(Quoted text):
--- START ---

The above description is illustrated in a flow chart of FIG. 1.

In FIG. 1, when a speech is detected by the initial threshold value θ_V0 for the input speech amplitude in a step 11, θ_V0 is changed to the normal value θ_V and a voiced speech is detected in a step 13 by the initial threshold θ_P0 for the peak of the normalized correlation {γ_i } (i=τ_min ∼τ_max) computed in a step 12 from the speech signal.

When the voiced speech is detected, θ_P0 is changed to the normal θ_P and a first candidate (τ₁0 ) for the pitch period is extracted in a step 14. In a step 15, τ₁n (n =3, 2, 1/2, 1/3) are computed. If the voiced speech is not detected, the process returns to the step 11.

In a step 16, it is checked if τ₁n is within an allowable pitch period range (for example, 50 Hz∼500 Hz) or not, and if it is within the allowable range, pitch periods τ'₁n (n=3, 2, 1, 1/2, 1/3) which are in the vicinity of τ₁n including τ₁0 are sequentially extracted by peak searching as second, third, . . . candidates in a step 17.

--- END ---

(Data section):

--- START ---

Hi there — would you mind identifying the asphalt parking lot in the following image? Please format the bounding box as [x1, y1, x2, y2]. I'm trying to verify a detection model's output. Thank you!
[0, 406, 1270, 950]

--- END ---
--- START ---

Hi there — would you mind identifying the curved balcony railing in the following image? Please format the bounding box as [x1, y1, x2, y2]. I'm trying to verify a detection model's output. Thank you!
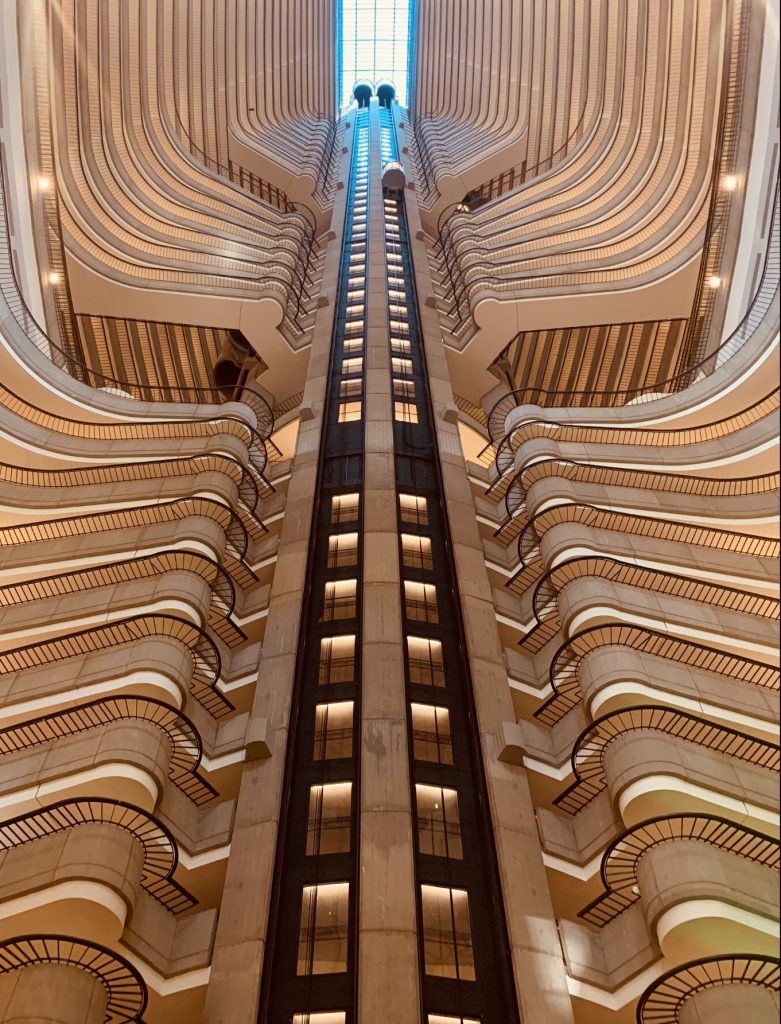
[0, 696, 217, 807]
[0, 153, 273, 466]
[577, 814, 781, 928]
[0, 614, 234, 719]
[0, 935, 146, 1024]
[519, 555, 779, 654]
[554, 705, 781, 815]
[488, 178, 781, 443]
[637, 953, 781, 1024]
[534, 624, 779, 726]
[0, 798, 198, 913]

--- END ---
--- START ---

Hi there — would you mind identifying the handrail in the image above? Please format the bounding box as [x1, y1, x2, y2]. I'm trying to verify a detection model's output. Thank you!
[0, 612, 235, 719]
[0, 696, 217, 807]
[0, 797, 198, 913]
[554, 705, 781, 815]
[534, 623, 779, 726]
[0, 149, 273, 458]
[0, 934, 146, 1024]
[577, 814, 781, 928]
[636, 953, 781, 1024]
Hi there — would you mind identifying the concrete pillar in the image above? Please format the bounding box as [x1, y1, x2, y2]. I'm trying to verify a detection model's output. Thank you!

--- END ---

(What is asked):
[a] Edit the pitch-detection passage by writing out everything from "The above description" down to "the speech signal." with "flow chart" replaced by "block diagram".
[b] Scale the records from the line containing "Hi there — would you mind identifying the asphalt" down to the line containing "[0, 406, 1270, 950]". Write out those lines, the request included, with every bounding-box coordinate in the answer multiplied by 2.4 and rounded to a whole number (halves round up), and give nothing else.
The pitch-detection passage and the records are unrelated material.

(Exercise solutions):
[a]
The above description is illustrated in a block diagram of FIG. 1.

In FIG. 1, when a speech is detected by the initial threshold value θ_V0 for the input speech amplitude in a step 11, θ_V0 is changed to the normal value θ_V and a voiced speech is detected in a step 13 by the initial threshold θ_P0 for the peak of the normalized correlation {γ_i } (i=τ_min ∼τ_max) computed in a step 12 from the speech signal.

[b]
Hi there — would you mind identifying the asphalt parking lot in the following image? Please format the bounding box as [x1, y1, x2, y2]. I'm trying to verify a detection model's output. Thank you!
[0, 974, 3048, 2280]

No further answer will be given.